* start DATA FOR PROCESSING *

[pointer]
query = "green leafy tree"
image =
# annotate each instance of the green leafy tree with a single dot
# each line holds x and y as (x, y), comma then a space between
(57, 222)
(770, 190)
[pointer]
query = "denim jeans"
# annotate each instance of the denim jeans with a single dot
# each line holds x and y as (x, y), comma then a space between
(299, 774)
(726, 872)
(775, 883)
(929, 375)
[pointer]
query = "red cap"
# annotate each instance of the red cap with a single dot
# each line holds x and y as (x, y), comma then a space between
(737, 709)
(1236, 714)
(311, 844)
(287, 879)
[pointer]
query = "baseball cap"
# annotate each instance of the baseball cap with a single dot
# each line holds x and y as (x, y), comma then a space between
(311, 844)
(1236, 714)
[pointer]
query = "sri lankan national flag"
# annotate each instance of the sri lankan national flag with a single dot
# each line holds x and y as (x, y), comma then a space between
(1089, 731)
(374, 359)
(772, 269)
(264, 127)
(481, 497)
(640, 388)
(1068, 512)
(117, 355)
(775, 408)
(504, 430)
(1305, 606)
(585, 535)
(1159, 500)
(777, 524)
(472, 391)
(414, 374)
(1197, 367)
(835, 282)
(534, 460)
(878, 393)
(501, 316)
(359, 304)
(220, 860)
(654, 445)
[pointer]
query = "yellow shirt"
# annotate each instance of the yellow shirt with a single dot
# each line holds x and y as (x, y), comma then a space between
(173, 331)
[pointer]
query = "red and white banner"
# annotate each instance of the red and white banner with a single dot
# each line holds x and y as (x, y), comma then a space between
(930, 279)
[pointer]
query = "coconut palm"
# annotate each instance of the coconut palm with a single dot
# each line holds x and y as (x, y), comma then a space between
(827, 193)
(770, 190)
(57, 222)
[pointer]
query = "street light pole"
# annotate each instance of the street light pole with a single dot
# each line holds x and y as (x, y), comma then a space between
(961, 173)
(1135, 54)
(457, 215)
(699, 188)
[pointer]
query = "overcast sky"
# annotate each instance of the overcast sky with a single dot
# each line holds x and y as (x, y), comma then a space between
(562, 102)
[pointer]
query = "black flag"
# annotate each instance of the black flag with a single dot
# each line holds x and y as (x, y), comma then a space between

* end DATA FOR PROCESSING *

» **AIM**
Recite the full listing above exactly.

» **ANSWER TO THIS PROBLEM**
[pointer]
query = "green leafy tree"
image =
# annotate each instance of the green leafy tree with a single dot
# each line holds x and y as (x, y), comma then a space between
(57, 222)
(770, 190)
[pointer]
query = "denim jeans"
# annotate each instance of the denim jeans with a single dot
# each line holds x and y as (x, y), comma then a space between
(299, 774)
(726, 872)
(775, 883)
(929, 375)
[pointer]
query = "red cap"
# annotate each instance of the red cap with a single dot
# each line holds x and y as (x, y), comma then a space between
(737, 709)
(1236, 714)
(311, 844)
(287, 879)
[pointer]
query = "baseball cap"
# annotate each instance of the baseball cap with a single dot
# each line holds x and y as (x, y), comma then a space between
(311, 844)
(1236, 714)
[pointer]
query = "sri lankan national flag"
# annotate each instance of the sri lankan national flag with a single dot
# each line holds x and y as (x, y), comma then a space between
(1089, 731)
(374, 359)
(772, 269)
(264, 127)
(481, 497)
(640, 388)
(1068, 512)
(117, 355)
(775, 408)
(504, 430)
(1305, 606)
(585, 535)
(1159, 500)
(777, 524)
(472, 391)
(414, 374)
(1197, 367)
(835, 282)
(534, 460)
(878, 393)
(501, 316)
(359, 304)
(220, 860)
(654, 445)
[pointer]
query = "yellow shirt"
# annotate each instance of the yellow shirt with a single dot
# each line holds x and y as (x, y), comma then a space between
(173, 331)
[pointer]
query = "red and white banner"
# annotate each instance of the red and white banner with a single dot
# each line holds x and y as (x, y), comma then a space between
(930, 279)
[pointer]
query = "coconut palm"
# annotate each instance of the coconut palm with a single dot
# each line holds x and y as (x, y), comma then a space between
(827, 193)
(770, 190)
(57, 222)
[pointer]
query = "street light pole"
# annotate each instance of the street light pole with a single dot
# each line holds x and y as (x, y), comma then a space between
(961, 173)
(1135, 54)
(457, 215)
(699, 188)
[pointer]
query = "overcast sky"
# annotate each instance of the overcast sky with a single dot
# each line holds x and y as (x, y), comma then a space between
(562, 102)
[pointer]
query = "black flag"
# annotate each instance of the black flag with a single dot
# each line holds x and y as (x, y), comma then a space between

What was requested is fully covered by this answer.